Plusieurs os cassés dans une même partie, ou le même os rompu en différens endroits, forment ce que nous entendons par fracture composée.

Nous nommons fracture compliquée, celle à laquelle s’unissent des symptomes, qui exigent de la part du maréchal une méthode particuliere dans le traitement : telles sont les fractures avec plaie, luxation, hémorrhagie, contusion violente, &c.

Nous disons que la fracture est complete, lorsque la solution de continuité est entiere ; & incomplete, quand elle ne l’est pas. Ce dernier cas qui n’a lieu dans l’homme & dans l’animal qu’eu égard aux os plats, pourroit ensuite d’un coup de feu arriver aux autres os.

Matériel fourni ::
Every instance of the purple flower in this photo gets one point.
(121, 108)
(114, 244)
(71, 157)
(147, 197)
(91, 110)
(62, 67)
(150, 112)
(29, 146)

Travail demandé ::
1/ D'après l'extrait sur les fractures, quel nom donne-t-on au cas où un même os est rompu en différents endroits ?
2/ Prolongez l'extrait sur les fractures à la suite de sa dernière phrase.
Le matériel fourni n'intervient pas dans ce travail.

Réponses ::
1/ Une fracture composée.

2/
Les coups, les chûtes, les grands efforts, sont les causes ordinaires des fractures ; la destruction de la direction du mouvement musculaire ; la cessation de l’action des muscles attachés à l’os fracturé ; le racourcissement du membre, conséquemment à la contraction spontanée de ces puissances ; sa défiguration relative à leur dérangement ; sa difformité provenant de la surabondance ou de la marche impétueuse des sucs régénérans ; la dilacération des tuniques qui revêtent extérieurement & intérieurement les os ; la rupture des vaisseaux qui rampent dans leurs cavités & dans leurs cellules ; l’irritation, le déchirement des membranes, des tendons & des nerfs ; la compression, l’anéantissement, l’inflammation des tuyaux voisins de la solution de continuité ; la contusion des parties molles qui se rencontre entre la cause vulnérante & l’os, en sont en général les suites les plus considérables & les plus graves.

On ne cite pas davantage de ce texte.